__WHAT TO DO__: Please rewrite every line of the items below as a numbered list, skipping blank lines and leaving the pictures out of your answer.

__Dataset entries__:
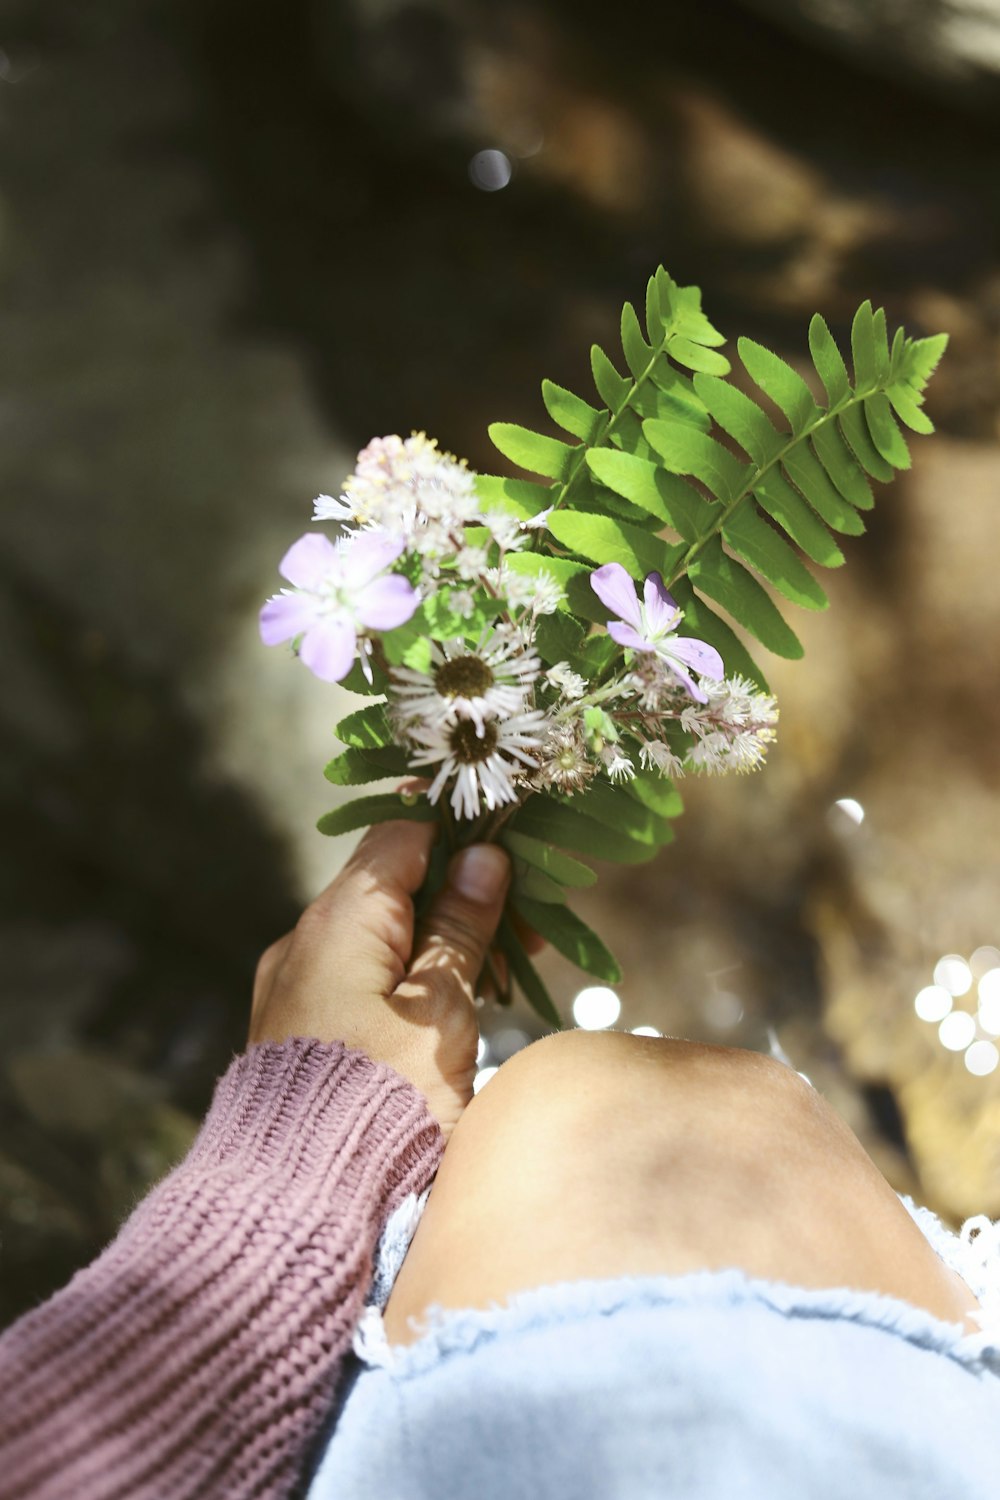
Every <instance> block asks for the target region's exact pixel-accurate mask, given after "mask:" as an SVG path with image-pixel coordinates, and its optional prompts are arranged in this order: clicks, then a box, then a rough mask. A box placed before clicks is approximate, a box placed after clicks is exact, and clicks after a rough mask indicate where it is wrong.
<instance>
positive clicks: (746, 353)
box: [736, 339, 820, 437]
mask: <svg viewBox="0 0 1000 1500" xmlns="http://www.w3.org/2000/svg"><path fill="white" fill-rule="evenodd" d="M736 348H738V350H739V357H741V360H742V362H744V369H745V371H747V374H748V375H750V378H751V380H753V381H754V383H756V384H757V386H760V389H762V390H763V393H765V395H766V396H769V398H771V401H772V402H774V404H775V407H778V408H780V411H783V413H784V414H786V417H787V419H789V423H790V426H792V431H793V432H795V434H796V437H798V435H799V434H801V432H804V431H805V429H807V428H808V426H810V423H813V422H816V419H817V417H819V416H820V408H819V407H817V405H816V402H814V401H813V392H811V390H810V387H808V386H807V384H805V381H804V380H802V377H801V375H799V374H798V372H796V371H793V369H792V366H790V365H786V362H784V360H783V359H778V356H777V354H772V351H771V350H766V348H765V347H763V344H756V342H754V341H753V339H739V341H738V344H736Z"/></svg>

__WRITTEN SOLUTION__:
1. Every <instance> block asks for the target region's exact pixel-accurate mask, given after "mask:" as an SVG path with image-pixel coordinates, and its optional prompts are arranged in this order: clicks, then a box, then a rough mask. A box placed before clicks is approximate, a box placed after clicks is exact, and clicks after a rough mask indicate where it is wrong.
2. <instance>
3. positive clicks: (746, 353)
4. box: [736, 339, 820, 437]
5. mask: <svg viewBox="0 0 1000 1500" xmlns="http://www.w3.org/2000/svg"><path fill="white" fill-rule="evenodd" d="M736 348H738V350H739V357H741V360H742V362H744V369H745V371H747V374H748V375H750V378H751V380H753V381H754V383H756V384H757V386H760V389H762V390H763V393H765V395H766V396H769V398H771V401H772V402H774V404H775V407H778V408H780V411H783V413H784V414H786V417H787V419H789V423H790V426H792V431H793V432H795V434H796V437H798V435H799V434H801V432H804V431H805V429H807V428H808V426H810V423H813V422H816V419H817V417H819V416H820V408H819V407H817V405H816V402H814V401H813V392H811V390H810V387H808V386H807V384H805V381H804V380H802V377H801V375H799V374H798V372H796V371H793V369H792V366H790V365H786V362H784V360H783V359H778V356H777V354H772V351H771V350H766V348H765V347H763V344H756V342H754V341H753V339H739V341H738V344H736Z"/></svg>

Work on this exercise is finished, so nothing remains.